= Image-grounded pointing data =

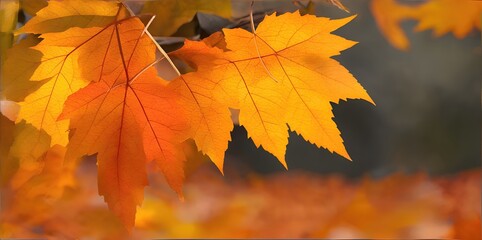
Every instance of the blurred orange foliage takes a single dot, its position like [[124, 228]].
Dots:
[[287, 205]]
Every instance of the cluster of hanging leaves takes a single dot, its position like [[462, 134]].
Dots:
[[85, 82], [443, 16], [398, 206]]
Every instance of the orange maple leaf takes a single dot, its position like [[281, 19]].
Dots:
[[127, 117], [43, 75], [281, 75]]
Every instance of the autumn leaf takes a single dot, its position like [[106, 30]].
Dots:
[[128, 117], [283, 75], [171, 14], [443, 16], [43, 75]]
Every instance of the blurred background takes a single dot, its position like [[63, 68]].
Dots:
[[416, 154]]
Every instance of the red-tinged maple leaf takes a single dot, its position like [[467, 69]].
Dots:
[[128, 118]]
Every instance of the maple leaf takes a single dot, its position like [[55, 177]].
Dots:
[[444, 16], [283, 75], [44, 74], [128, 117]]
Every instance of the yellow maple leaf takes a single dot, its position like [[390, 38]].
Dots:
[[43, 75]]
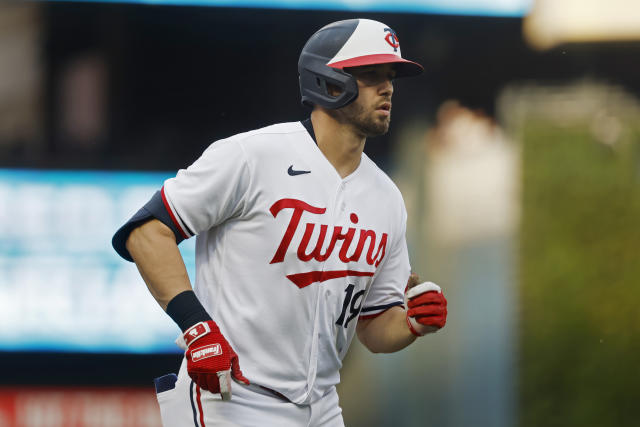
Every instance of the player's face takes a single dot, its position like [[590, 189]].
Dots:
[[370, 113]]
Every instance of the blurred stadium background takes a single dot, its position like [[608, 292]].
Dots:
[[518, 153]]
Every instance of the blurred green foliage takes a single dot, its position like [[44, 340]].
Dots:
[[579, 358]]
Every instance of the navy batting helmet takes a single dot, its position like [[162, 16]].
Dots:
[[342, 44]]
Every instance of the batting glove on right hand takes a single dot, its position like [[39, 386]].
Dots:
[[210, 359], [426, 306]]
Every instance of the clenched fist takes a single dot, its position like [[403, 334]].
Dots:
[[426, 306], [210, 359]]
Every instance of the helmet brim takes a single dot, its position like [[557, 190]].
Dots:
[[403, 67]]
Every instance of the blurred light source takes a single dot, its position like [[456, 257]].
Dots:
[[552, 22]]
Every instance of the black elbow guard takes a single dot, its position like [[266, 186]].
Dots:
[[154, 208]]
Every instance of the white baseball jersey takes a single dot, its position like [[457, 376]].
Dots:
[[288, 253]]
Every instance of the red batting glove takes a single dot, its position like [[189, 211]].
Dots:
[[426, 308], [210, 359]]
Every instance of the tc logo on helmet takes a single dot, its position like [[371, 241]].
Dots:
[[392, 39]]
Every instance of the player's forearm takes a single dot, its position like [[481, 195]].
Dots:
[[153, 248], [386, 333]]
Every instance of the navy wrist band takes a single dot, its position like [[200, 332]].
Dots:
[[186, 310]]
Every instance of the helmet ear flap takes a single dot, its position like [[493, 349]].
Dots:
[[314, 79]]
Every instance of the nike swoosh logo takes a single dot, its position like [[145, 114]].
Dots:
[[292, 172], [302, 280]]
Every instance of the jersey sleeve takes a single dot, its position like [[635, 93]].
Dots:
[[387, 289], [210, 191]]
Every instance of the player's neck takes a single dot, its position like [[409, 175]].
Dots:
[[340, 144]]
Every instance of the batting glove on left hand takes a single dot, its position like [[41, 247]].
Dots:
[[211, 362], [426, 307]]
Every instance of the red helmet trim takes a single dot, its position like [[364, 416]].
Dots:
[[385, 58]]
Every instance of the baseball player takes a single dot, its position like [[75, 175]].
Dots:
[[300, 246]]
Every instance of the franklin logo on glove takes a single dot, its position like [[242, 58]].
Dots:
[[206, 351]]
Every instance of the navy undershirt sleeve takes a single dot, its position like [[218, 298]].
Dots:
[[154, 208]]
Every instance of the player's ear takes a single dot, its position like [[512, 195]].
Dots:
[[333, 89]]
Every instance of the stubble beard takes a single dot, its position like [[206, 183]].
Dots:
[[365, 121]]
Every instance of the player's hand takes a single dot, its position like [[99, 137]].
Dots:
[[426, 306], [211, 362]]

= TASK DETAILS =
The lines to return are those in the entries above that include "sleeve".

= ANSWER TO THIS PROBLEM =
Every instance of the jersey sleeve takes a single dot, its position like [[635, 93]].
Every instance of the navy undershirt sleeve takes a single dot, its position like [[218, 298]].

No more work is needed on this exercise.